What to produce:
Copy the line with "sample: [140, 89]." and all lines following it through the last line of the entries, exactly as written.

### Dataset entries

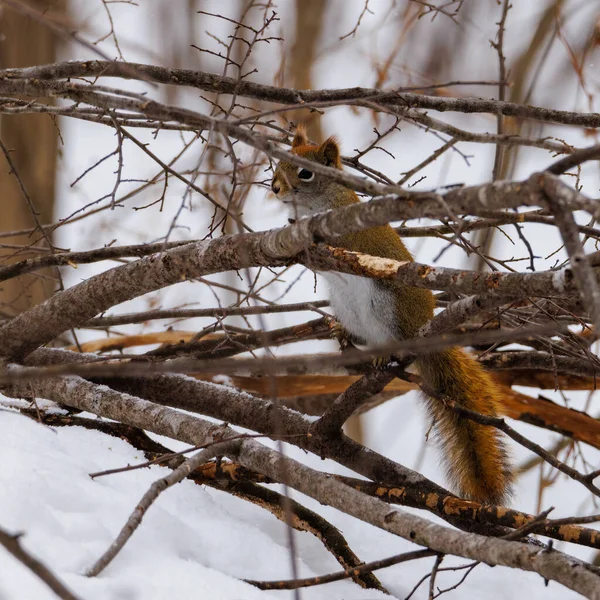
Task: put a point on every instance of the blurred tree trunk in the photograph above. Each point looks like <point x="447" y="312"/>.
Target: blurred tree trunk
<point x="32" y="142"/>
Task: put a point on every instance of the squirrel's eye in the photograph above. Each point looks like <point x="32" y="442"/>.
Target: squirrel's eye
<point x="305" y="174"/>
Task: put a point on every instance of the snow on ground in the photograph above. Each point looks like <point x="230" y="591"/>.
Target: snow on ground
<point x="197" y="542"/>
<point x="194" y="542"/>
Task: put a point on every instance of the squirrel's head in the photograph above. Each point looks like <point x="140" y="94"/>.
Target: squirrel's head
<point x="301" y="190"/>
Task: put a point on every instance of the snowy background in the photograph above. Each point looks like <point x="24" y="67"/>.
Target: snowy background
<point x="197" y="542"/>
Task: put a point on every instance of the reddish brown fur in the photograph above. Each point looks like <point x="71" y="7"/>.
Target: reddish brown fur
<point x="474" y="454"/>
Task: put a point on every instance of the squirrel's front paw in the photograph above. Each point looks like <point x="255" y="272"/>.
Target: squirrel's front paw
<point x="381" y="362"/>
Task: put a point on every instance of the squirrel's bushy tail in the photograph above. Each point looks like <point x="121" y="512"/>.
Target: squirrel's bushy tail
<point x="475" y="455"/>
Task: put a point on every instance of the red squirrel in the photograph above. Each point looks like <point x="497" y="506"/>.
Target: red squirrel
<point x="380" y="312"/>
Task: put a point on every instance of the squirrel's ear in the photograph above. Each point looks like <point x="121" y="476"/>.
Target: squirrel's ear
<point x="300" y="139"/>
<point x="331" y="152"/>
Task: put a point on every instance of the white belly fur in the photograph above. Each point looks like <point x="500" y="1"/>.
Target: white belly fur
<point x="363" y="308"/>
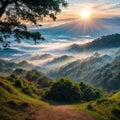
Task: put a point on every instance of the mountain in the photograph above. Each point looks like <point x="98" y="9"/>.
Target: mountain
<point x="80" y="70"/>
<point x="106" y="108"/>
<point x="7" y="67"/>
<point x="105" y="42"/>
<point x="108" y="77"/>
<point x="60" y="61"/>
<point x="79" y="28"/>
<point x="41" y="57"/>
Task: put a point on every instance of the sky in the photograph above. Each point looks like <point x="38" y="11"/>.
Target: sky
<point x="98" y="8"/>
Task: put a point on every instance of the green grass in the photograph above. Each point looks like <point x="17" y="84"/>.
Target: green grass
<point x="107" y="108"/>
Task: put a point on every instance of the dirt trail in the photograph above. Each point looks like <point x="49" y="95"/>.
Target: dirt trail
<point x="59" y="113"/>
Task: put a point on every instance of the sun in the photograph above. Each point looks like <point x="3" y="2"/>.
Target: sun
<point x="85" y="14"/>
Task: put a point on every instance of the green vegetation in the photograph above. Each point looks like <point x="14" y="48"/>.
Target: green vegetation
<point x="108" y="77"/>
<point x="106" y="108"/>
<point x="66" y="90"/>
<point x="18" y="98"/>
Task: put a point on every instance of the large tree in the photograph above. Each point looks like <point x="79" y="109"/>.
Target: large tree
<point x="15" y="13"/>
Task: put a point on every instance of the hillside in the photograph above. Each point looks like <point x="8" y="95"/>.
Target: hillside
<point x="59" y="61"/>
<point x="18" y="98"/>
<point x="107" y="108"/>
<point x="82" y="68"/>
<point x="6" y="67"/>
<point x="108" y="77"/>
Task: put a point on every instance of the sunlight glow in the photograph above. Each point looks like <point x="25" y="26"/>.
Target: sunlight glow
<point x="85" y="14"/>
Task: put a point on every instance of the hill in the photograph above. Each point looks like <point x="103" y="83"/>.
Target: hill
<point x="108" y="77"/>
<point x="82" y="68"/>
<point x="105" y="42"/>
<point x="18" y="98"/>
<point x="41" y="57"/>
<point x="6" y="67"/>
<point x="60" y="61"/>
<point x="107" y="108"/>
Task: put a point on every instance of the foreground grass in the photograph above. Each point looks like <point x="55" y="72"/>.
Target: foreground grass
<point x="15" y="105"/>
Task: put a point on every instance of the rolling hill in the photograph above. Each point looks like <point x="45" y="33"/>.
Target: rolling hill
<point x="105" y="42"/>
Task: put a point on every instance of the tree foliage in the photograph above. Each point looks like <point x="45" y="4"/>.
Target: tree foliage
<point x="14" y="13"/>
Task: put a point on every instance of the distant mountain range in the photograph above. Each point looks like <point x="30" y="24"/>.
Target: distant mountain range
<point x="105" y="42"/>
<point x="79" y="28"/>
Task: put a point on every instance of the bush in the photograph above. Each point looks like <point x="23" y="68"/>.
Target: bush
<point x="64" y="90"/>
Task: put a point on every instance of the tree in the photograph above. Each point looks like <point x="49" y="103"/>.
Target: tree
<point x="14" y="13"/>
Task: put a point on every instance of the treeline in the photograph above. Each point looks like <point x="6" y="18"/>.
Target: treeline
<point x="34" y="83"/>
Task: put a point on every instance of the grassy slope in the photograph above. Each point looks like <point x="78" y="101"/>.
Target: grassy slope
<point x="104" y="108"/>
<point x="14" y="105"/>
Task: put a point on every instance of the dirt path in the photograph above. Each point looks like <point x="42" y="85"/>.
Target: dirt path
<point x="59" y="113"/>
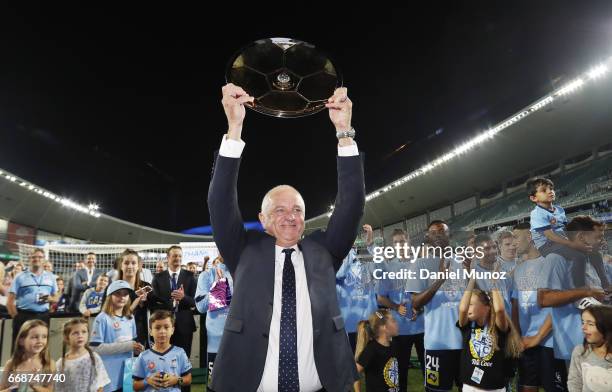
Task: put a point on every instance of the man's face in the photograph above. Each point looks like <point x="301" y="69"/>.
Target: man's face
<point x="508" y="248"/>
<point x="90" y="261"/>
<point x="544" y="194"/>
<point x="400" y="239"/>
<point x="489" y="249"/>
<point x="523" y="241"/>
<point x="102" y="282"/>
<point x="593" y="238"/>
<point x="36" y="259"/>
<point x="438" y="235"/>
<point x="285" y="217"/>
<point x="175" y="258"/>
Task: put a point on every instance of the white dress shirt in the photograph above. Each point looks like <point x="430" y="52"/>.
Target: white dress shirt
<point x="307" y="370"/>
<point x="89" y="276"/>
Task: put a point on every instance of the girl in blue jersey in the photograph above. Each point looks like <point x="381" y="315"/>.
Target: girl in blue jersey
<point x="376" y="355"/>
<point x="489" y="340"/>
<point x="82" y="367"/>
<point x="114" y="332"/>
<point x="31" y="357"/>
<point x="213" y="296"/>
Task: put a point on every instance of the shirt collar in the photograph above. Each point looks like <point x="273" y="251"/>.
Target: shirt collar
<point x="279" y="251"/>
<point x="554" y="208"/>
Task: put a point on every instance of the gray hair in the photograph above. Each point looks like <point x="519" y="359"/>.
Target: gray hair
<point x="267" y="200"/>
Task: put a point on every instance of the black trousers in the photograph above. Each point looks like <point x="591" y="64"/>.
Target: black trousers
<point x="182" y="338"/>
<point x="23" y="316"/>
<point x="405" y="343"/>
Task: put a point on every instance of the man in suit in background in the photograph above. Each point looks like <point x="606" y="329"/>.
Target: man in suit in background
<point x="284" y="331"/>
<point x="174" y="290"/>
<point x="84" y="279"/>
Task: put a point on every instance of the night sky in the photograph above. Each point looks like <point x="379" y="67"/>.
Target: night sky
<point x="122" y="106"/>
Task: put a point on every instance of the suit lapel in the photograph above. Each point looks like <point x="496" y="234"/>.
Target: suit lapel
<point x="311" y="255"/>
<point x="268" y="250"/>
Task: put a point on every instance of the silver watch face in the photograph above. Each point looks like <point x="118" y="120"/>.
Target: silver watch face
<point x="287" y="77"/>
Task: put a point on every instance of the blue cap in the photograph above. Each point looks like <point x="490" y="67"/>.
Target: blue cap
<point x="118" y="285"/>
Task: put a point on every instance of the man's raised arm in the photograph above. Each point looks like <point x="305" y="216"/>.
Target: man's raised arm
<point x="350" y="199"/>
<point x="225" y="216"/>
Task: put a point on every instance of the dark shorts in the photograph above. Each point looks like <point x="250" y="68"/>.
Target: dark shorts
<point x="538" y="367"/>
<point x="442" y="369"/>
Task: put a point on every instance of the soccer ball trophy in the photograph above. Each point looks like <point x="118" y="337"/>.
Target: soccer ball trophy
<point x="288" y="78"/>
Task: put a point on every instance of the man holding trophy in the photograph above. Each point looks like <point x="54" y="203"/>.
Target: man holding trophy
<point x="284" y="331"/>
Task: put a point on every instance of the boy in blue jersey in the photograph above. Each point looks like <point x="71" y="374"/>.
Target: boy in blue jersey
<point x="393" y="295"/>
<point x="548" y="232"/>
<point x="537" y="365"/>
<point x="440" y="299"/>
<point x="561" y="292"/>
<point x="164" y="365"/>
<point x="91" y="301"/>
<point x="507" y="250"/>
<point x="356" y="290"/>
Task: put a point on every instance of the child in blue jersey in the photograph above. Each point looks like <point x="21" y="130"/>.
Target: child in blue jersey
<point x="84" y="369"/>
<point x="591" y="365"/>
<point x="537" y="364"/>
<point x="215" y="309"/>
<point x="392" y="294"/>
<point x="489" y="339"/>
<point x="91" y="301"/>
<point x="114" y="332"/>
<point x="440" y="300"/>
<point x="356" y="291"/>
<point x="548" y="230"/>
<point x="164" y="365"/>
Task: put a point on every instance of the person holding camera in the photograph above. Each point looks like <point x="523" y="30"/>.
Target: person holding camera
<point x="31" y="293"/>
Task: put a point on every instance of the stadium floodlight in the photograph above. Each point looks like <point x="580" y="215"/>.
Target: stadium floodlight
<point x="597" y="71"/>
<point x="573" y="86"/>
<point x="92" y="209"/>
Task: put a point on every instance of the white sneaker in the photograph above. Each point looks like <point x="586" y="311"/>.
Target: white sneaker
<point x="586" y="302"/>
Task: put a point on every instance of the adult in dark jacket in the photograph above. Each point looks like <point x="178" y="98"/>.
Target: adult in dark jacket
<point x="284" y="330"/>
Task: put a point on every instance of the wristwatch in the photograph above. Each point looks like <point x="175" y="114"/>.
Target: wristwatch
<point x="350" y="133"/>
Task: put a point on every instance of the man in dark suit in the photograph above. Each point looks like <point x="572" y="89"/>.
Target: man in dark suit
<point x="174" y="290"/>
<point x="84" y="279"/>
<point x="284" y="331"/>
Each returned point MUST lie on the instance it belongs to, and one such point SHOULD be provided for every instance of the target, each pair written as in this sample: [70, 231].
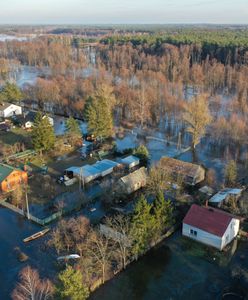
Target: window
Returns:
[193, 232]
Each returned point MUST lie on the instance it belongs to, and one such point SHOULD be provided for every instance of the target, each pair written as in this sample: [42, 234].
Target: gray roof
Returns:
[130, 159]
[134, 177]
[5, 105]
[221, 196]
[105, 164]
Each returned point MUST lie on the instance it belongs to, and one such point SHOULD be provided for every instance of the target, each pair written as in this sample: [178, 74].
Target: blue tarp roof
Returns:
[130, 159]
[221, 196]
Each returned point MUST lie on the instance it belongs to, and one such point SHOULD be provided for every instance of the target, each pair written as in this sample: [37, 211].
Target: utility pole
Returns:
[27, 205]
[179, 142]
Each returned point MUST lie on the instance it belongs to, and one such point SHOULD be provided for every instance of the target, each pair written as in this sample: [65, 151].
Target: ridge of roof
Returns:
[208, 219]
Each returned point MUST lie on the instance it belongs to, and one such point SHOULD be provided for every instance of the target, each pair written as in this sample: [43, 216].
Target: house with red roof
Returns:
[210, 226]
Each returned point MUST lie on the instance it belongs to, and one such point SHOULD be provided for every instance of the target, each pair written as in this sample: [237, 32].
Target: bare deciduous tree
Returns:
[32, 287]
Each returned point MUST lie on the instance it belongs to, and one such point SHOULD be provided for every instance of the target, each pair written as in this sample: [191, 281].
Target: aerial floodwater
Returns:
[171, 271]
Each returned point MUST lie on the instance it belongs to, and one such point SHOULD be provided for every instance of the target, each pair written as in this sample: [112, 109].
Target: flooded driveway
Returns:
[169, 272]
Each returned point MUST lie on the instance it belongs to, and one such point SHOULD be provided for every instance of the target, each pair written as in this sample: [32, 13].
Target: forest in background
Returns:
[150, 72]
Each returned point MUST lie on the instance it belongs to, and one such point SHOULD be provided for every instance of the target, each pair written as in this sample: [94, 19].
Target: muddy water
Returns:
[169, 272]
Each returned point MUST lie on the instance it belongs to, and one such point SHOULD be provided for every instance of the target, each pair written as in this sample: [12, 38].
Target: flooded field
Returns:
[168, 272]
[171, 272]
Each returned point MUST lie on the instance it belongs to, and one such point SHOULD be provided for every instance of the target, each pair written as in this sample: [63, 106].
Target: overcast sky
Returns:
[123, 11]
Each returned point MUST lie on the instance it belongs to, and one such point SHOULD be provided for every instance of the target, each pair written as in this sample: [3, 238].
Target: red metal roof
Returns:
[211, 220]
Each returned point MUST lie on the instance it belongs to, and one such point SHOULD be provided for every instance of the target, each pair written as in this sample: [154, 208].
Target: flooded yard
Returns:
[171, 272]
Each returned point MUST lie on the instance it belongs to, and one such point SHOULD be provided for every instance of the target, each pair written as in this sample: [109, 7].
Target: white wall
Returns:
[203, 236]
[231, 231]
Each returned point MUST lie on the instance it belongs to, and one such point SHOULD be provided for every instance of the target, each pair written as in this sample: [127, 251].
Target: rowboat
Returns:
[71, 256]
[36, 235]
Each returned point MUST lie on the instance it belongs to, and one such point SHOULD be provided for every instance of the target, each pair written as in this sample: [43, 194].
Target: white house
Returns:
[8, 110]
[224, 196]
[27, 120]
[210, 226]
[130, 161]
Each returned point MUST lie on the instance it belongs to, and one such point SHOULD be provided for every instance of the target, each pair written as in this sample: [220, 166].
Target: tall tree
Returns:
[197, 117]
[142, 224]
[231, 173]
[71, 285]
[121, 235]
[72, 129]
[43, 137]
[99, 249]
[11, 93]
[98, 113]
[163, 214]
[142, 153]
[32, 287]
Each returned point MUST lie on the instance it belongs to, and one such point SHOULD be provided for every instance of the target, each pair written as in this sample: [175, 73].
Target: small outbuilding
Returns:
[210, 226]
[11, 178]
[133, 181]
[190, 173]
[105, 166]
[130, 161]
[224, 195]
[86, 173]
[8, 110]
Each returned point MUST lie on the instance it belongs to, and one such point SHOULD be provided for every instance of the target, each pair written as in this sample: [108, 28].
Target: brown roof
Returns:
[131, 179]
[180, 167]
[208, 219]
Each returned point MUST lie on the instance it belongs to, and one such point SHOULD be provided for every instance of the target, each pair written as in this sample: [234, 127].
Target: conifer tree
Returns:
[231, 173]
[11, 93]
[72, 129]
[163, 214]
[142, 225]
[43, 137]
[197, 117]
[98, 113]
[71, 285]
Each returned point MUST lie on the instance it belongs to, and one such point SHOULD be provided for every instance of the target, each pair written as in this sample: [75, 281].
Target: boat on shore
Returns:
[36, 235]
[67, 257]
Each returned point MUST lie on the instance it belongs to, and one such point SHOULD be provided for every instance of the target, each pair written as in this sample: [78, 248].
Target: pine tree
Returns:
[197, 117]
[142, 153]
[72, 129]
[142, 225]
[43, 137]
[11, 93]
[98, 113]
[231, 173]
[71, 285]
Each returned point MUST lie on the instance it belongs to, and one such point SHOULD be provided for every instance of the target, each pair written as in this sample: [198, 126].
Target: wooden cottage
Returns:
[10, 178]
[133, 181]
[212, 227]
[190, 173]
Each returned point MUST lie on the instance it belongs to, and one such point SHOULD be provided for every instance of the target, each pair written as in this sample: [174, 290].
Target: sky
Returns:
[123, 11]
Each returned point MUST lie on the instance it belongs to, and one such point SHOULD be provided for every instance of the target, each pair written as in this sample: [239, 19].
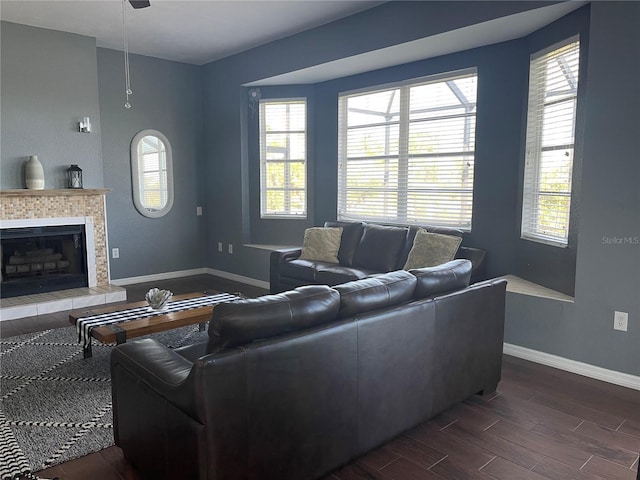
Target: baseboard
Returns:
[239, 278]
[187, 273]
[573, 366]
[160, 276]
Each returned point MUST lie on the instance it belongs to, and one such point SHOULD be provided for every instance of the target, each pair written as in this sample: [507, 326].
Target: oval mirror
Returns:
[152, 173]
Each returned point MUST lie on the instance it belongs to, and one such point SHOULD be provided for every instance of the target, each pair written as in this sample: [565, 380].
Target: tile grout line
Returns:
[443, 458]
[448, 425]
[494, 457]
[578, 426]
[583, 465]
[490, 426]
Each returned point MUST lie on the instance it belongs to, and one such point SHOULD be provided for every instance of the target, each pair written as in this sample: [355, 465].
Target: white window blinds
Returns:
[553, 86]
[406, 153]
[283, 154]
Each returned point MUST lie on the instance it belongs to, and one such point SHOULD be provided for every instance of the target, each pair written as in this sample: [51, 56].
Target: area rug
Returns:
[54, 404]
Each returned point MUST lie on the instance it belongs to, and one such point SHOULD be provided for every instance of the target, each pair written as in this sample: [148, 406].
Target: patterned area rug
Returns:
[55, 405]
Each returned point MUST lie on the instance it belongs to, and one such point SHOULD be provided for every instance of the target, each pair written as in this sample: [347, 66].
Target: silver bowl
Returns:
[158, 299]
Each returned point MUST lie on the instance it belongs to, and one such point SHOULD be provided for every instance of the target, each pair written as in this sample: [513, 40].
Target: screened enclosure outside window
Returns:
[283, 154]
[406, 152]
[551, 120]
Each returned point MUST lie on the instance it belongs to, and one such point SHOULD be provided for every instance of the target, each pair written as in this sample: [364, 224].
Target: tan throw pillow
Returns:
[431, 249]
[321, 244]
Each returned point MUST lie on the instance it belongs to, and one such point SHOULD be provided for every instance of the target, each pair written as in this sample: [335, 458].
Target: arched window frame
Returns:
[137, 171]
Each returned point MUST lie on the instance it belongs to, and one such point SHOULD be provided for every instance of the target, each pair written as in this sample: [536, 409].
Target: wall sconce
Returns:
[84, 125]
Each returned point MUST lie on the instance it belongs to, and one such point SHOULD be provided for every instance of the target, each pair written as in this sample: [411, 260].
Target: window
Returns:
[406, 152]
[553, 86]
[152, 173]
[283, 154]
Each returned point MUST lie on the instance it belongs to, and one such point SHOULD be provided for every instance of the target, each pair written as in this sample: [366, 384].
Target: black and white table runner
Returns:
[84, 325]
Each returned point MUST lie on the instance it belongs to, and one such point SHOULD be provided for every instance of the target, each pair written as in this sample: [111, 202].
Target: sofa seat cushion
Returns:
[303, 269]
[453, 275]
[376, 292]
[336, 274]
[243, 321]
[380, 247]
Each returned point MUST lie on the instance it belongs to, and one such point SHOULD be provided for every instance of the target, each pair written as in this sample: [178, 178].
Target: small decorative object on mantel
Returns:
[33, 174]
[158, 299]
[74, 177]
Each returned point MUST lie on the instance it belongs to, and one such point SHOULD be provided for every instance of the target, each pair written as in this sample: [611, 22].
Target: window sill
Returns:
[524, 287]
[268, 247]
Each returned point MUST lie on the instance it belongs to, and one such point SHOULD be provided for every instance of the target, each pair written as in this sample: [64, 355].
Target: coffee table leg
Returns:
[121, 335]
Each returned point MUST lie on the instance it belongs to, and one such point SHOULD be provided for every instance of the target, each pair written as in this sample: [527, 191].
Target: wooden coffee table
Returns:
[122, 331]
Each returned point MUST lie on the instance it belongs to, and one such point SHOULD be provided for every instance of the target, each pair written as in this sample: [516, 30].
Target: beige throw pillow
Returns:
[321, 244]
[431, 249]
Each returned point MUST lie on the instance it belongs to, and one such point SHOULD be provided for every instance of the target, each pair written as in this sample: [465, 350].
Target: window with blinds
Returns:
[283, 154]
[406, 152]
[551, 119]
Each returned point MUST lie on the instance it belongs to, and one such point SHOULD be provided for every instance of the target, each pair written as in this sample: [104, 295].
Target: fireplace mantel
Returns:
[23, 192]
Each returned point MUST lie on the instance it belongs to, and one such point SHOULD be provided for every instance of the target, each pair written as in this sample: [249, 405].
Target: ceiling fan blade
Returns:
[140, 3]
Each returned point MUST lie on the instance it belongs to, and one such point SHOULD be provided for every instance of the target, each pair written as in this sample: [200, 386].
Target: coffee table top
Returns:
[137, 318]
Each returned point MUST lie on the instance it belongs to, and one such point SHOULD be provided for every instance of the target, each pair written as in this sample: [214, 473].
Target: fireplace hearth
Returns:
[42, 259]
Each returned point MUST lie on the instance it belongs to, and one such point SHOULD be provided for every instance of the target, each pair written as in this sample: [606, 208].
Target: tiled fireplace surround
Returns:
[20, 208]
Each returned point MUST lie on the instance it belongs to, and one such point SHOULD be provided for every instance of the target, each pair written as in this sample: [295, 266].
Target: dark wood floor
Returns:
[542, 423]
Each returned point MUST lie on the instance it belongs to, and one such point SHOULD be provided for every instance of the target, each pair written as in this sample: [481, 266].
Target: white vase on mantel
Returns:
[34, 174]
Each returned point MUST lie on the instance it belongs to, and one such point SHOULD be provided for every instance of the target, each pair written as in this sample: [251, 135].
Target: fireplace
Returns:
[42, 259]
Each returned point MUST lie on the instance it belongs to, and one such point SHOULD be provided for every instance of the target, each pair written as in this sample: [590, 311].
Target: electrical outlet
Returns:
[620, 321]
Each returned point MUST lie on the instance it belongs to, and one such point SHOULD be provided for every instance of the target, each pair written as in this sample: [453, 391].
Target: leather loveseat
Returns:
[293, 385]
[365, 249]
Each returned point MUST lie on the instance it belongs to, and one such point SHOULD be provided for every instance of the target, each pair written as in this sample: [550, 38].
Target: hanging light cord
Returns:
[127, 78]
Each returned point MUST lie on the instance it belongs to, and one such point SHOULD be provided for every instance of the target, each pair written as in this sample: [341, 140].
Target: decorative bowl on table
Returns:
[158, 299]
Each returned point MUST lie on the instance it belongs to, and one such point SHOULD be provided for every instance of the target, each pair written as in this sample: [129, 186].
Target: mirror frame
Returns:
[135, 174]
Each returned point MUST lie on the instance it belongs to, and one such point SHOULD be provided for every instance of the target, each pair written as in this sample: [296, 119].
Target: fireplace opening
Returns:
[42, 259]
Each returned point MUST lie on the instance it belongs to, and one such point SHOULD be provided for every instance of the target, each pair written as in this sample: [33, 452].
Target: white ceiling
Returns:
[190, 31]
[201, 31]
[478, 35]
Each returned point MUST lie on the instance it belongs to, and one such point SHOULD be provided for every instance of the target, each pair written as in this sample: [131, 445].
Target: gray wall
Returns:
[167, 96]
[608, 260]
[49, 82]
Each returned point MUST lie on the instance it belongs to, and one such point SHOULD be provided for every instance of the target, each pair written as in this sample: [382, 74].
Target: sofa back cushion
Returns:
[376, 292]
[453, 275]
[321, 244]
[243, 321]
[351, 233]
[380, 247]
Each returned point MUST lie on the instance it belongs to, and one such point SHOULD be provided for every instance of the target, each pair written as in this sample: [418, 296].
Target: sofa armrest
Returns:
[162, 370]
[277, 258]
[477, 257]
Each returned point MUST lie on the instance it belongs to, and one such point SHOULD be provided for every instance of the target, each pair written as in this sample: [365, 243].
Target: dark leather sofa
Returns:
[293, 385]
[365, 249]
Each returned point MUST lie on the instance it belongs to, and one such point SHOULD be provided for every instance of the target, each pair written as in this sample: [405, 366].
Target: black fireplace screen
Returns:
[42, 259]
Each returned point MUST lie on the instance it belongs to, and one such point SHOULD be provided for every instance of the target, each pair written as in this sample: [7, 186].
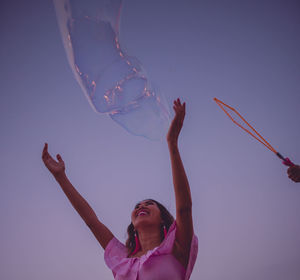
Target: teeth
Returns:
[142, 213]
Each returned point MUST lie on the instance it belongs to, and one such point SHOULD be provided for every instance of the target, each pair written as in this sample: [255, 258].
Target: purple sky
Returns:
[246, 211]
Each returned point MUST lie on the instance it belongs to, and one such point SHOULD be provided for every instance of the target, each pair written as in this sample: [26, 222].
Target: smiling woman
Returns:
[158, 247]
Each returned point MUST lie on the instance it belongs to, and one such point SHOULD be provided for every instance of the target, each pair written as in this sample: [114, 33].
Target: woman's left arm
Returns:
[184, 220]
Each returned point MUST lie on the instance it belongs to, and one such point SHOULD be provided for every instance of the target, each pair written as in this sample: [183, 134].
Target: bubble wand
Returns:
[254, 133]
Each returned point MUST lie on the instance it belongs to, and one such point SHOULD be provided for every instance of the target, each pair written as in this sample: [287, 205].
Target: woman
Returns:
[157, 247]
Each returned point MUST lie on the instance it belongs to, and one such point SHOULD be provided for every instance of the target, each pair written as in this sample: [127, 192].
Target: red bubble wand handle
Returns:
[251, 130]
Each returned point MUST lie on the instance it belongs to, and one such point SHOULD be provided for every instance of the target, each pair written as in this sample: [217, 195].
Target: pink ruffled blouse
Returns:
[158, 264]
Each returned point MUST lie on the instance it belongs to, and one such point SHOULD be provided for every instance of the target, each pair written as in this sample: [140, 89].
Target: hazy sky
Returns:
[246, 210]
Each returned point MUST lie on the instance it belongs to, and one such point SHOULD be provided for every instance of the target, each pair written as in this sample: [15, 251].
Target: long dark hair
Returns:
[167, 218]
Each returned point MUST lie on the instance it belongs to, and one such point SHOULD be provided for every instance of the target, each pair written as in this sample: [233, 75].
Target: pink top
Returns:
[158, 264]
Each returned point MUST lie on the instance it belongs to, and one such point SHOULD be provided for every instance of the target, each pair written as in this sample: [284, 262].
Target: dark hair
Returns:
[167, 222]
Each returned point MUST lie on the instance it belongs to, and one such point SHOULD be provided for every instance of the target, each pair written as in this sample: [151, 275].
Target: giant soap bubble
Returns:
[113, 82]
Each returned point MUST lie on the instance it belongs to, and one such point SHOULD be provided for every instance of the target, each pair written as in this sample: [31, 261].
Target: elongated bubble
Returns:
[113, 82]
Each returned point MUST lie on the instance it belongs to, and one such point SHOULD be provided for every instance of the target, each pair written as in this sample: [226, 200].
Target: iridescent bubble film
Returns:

######

Result of this task:
Each returned point MUST lie on the instance it belongs to, and one such point SHOULD be provided for every instance of the target, each pair written as in this sample: [140, 89].
Target: hazy sky
Returns:
[246, 210]
Each returned point MUST lie on the instance it belongs to, and one such point SHOULD be provided for every instance of the target, each pair written as in this sample: [15, 251].
Target: long dark hair
Returns:
[167, 218]
Each returned point MUST lie on the instance it belongs to, and one such point SHOULD be provided for every instance of the target, each pair written as in this sample: [233, 75].
Target: pink top
Returns:
[158, 264]
Each returned point MUST lie on the instance it belongs to, and one such point SHOULD be provided for every instance of the target, each pair written as in this sample: [284, 262].
Target: dark hair
Returns:
[167, 222]
Each returned point MUST lie on the instance it belongs to, and one such point SHOULD be provided for every instance of the target, each pair written as in this sample: [151, 275].
Target: giant soap bubble
Returns:
[113, 82]
Each returned point MUST lie on the instance it belongs to, and one such point SHOULD be provided for every instance of the target, each pair written as in this sample: [31, 261].
Target: elongated bubble
Returns:
[113, 82]
Each returned point MUST lie on the instance it belongs to, and one such point SHOULD be provided for every instance of the target, each pair written as in this sample: [226, 200].
Target: iridescent bubble film
Returns:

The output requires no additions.